Data supplied:
= Beginning of Section =

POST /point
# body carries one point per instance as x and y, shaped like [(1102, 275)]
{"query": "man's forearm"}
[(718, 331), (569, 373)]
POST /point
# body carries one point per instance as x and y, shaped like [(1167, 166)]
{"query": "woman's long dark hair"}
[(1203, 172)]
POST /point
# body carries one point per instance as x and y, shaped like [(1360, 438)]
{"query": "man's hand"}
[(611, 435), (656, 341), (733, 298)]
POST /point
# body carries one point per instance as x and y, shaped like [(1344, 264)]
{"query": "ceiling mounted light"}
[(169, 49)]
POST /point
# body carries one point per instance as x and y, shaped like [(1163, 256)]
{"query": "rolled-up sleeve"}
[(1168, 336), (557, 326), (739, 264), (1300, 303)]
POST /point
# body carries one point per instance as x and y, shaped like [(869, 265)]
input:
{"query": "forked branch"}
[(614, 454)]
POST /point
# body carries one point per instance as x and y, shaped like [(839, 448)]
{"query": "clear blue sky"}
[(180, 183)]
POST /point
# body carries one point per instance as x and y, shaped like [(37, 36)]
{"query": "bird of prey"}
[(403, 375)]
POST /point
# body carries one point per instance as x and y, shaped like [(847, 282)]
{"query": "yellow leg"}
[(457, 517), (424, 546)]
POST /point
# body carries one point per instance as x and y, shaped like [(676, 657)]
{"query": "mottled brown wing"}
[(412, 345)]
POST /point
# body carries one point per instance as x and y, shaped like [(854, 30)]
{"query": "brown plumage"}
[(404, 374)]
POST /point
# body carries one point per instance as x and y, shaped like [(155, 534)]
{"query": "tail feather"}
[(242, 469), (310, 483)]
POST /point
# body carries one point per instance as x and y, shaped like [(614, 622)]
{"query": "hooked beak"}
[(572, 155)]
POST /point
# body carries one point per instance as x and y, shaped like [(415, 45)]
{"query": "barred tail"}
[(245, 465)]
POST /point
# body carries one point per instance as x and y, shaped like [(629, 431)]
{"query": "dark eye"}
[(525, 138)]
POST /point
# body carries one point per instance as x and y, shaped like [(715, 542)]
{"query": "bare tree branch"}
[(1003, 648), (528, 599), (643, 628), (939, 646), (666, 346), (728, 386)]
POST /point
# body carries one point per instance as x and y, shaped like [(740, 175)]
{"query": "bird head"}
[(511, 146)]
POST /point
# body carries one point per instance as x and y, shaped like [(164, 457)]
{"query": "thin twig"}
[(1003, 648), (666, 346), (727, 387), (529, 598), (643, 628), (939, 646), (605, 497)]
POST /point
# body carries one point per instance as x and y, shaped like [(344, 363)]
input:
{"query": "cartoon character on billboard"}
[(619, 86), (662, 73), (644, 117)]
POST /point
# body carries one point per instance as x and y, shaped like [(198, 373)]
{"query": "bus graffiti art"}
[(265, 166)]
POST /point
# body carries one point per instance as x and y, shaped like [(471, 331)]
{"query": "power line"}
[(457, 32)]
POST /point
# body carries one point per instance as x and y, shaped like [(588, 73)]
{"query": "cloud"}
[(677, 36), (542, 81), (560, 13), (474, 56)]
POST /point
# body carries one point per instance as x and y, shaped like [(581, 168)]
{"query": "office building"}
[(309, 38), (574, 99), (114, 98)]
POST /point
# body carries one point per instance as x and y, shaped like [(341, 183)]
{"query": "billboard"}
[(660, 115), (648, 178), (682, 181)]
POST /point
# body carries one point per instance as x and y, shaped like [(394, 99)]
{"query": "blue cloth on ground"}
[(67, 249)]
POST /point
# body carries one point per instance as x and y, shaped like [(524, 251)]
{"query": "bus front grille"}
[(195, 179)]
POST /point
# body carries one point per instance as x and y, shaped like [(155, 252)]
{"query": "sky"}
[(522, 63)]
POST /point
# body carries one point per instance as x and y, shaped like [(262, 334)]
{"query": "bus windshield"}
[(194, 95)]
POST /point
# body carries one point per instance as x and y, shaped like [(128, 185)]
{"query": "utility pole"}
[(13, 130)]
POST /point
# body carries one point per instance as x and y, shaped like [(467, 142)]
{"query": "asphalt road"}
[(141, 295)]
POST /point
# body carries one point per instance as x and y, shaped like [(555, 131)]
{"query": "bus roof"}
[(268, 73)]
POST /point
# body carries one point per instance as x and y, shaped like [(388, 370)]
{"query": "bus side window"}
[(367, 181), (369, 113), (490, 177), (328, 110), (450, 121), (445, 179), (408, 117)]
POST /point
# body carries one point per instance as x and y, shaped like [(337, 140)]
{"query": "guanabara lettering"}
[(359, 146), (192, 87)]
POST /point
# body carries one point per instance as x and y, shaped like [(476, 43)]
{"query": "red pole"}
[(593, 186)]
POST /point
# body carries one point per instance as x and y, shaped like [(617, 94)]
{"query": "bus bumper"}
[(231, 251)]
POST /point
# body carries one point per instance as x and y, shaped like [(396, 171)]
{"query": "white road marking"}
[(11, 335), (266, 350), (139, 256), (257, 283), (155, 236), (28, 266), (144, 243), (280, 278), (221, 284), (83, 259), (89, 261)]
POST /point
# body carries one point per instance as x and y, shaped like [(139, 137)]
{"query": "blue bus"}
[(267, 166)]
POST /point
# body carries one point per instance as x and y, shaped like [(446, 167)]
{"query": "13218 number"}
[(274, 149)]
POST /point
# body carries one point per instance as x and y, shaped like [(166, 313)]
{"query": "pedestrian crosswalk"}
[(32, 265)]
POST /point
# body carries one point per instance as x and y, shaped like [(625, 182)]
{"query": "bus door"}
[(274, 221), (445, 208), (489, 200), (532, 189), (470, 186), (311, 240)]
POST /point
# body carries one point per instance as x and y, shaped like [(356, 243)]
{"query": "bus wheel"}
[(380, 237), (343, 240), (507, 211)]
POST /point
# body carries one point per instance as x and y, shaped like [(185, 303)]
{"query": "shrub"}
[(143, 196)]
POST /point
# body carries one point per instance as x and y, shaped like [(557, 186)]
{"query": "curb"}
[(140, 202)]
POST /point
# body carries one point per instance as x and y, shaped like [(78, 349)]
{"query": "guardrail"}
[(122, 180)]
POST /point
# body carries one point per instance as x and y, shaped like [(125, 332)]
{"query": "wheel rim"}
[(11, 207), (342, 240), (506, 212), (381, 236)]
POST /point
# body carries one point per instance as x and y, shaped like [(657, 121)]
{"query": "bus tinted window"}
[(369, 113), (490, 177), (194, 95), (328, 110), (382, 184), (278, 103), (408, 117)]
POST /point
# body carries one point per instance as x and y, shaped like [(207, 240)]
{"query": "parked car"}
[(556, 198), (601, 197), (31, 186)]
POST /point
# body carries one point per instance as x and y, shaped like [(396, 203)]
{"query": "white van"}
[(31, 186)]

= End of Section =

Your instructions: The data given above must be transcribed exactly and completely.

Solution:
POST /point
# body carries one point per instance as x and y, shaped like [(1102, 275)]
{"query": "man's forearm"}
[(718, 331), (569, 373)]
POST /point
# body carries one point per instance as x and y, shaped like [(1167, 166)]
{"query": "woman's long dark hair"}
[(1203, 172)]
POST /point
# body carries one point per instance as x and y, shaped like [(1360, 438)]
{"query": "man's hand"}
[(611, 435), (656, 341), (733, 298)]
POST /point
# body carries one point per instance as x and y, shaped like [(1344, 264)]
{"query": "ceiling mounted light"}
[(169, 49)]
POST /point
# body carries one point per instance as x and y, shaped like [(1163, 256)]
{"query": "rolled-up sleeve"}
[(1168, 336), (557, 326), (739, 264), (1300, 303)]
POST /point
# body carries one point per instance as x and y, shaped like [(869, 265)]
input:
{"query": "forked branch"}
[(614, 454)]
POST /point
# body carries one point per instance as x and y, shaped like [(839, 448)]
{"query": "clear blue sky"}
[(180, 183)]
POST /point
# body carries one point per instance as x and y, shaped like [(37, 36)]
{"query": "bird of prey"}
[(403, 375)]
POST /point
# body carries one point per instance as x and y, shaped like [(847, 282)]
{"query": "yellow leg"}
[(457, 517), (424, 546)]
POST /point
# body carries one point per instance as x and y, shaped like [(676, 657)]
{"query": "mottled brown wing"}
[(412, 345)]
POST /point
# body carries one point per instance as x and y, shaped like [(854, 30)]
{"query": "brown plumage"}
[(404, 374)]
POST /point
# body carries one point per instance as x and y, shaped like [(155, 534)]
{"query": "tail feather"}
[(242, 469), (310, 483)]
POST /point
# body carries one point per instance as x and y, shaped like [(614, 622)]
{"query": "hooked beak"}
[(572, 155)]
POST /point
# body carries one point per instance as x and y, shaped like [(415, 45)]
{"query": "barred tail"}
[(245, 465)]
POST /point
# body carries one point per instance as x and y, shaped like [(629, 431)]
{"query": "dark eye"}
[(525, 138)]
POST /point
# body carries one point per instance as x and y, shaped like [(715, 542)]
{"query": "bare tree branch"}
[(1003, 648), (528, 599), (643, 628), (939, 646), (666, 346), (728, 386)]
POST /point
# body carries one point per instance as x and y, shaped like [(740, 175)]
{"query": "bird head"}
[(511, 146)]
POST /point
# body carries one point per instance as x and y, shaped like [(164, 457)]
{"query": "thin twig"}
[(1003, 648), (666, 346), (727, 387), (529, 598), (643, 628), (939, 646), (605, 497)]
POST /point
# body carries one point per instance as x and y, shaped like [(344, 363)]
input:
{"query": "cartoon character on billboard"}
[(619, 86), (662, 73), (644, 117)]
POST /point
# body carries one point per instance as x and y, shaped like [(198, 373)]
{"query": "bus graffiti art"}
[(265, 166)]
POST /point
# body carries one point per instance as x and y, shaped like [(471, 331)]
{"query": "power line"}
[(457, 32)]
POST /point
# body carries one point per instance as x and y, shaped like [(588, 73)]
{"query": "cloud"}
[(677, 36), (542, 81), (560, 13), (474, 56)]
POST /point
# body carries one point per instance as x and y, shaped like [(581, 168)]
{"query": "office building"}
[(309, 38), (574, 99), (114, 98)]
POST /point
# body carries one point per instance as x and y, shaped like [(341, 183)]
{"query": "billboard"}
[(660, 115), (648, 178), (682, 181)]
POST /point
# body carries one point per instance as x and y, shaped like [(394, 99)]
{"query": "blue cloth on ground"}
[(67, 249)]
POST /point
# body carries one point per instance as x and y, shaped like [(524, 251)]
{"query": "bus front grille"}
[(195, 179)]
POST /point
# body carries one point per instance as x and y, shaped like [(155, 252)]
{"query": "sky"}
[(522, 63)]
POST /point
# body carries one point per instance as x and y, shaped like [(262, 334)]
{"query": "bus windshield"}
[(194, 95)]
POST /point
# body carries one point per instance as x and y, shaped like [(128, 185)]
{"query": "utility pole"}
[(13, 130)]
POST /point
# body carries one point per instance as x and y, shaped like [(467, 142)]
{"query": "asphalt road"}
[(141, 295)]
POST /point
# body carries one point per instance as x and y, shaped like [(555, 131)]
{"query": "bus roof"}
[(268, 73)]
POST /point
# body carries one point per instance as x and y, shaped like [(388, 370)]
{"query": "bus side window"}
[(367, 181), (369, 113), (490, 177), (328, 110), (450, 121), (445, 179), (408, 117)]
POST /point
# body carries one point per instance as x and y, shaped like [(337, 140)]
{"query": "guanabara lettering"}
[(359, 146), (192, 87)]
POST /point
# body carries one point per instance as x and y, shaped like [(476, 43)]
{"query": "red pole"}
[(593, 186)]
POST /point
# body carries one point per instance as x and y, shaped like [(617, 94)]
{"query": "bus bumper"}
[(231, 251)]
POST /point
# body carries one point per instance as x and y, shaped like [(396, 171)]
{"query": "white road marking"}
[(11, 335), (266, 350), (139, 256), (257, 283), (155, 236), (28, 266), (144, 243), (280, 278), (221, 284), (83, 259), (89, 261)]
POST /point
# body carries one point per instance as x and y, shaped like [(139, 137)]
{"query": "blue bus"}
[(267, 166)]
POST /point
# body carries one point per instance as x and y, shaped like [(446, 167)]
{"query": "13218 number"}
[(274, 149)]
POST /point
# body carries one point per instance as x and y, shaped like [(166, 313)]
{"query": "pedestrian crosswalk"}
[(32, 265)]
POST /point
# body carries one point per instance as x and y, shaped like [(625, 182)]
{"query": "bus door"}
[(274, 221), (445, 208), (489, 200), (532, 189), (470, 186), (311, 240)]
POST /point
# body carries one point per instance as x and y, shaped like [(356, 243)]
{"query": "bus wheel"}
[(380, 237), (343, 240), (507, 211)]
POST /point
# body carries one point per instance as x and y, shaped like [(185, 303)]
{"query": "shrub"}
[(143, 196)]
POST /point
# body carries one point per instance as x and y, shaped like [(557, 186)]
{"query": "curb"}
[(140, 202)]
POST /point
# body carries one point per instance as x and y, shaped like [(78, 349)]
{"query": "guardrail"}
[(122, 180)]
POST /point
# body carries one point per instance as x and y, shaped like [(125, 332)]
{"query": "wheel rim"}
[(11, 207), (342, 240), (506, 212), (381, 236)]
POST /point
# body carries one point per instance as x and y, shaped like [(657, 121)]
{"query": "bus tinted window"}
[(369, 113), (490, 177), (194, 95), (328, 110), (382, 184), (278, 103), (408, 117)]
POST /point
# body carries one point per instance as x and y, shaped like [(207, 240)]
{"query": "parked car"}
[(556, 198), (601, 197), (31, 186)]
POST /point
# body carries one point per instance as x and y, shaped like [(396, 203)]
{"query": "white van"}
[(31, 186)]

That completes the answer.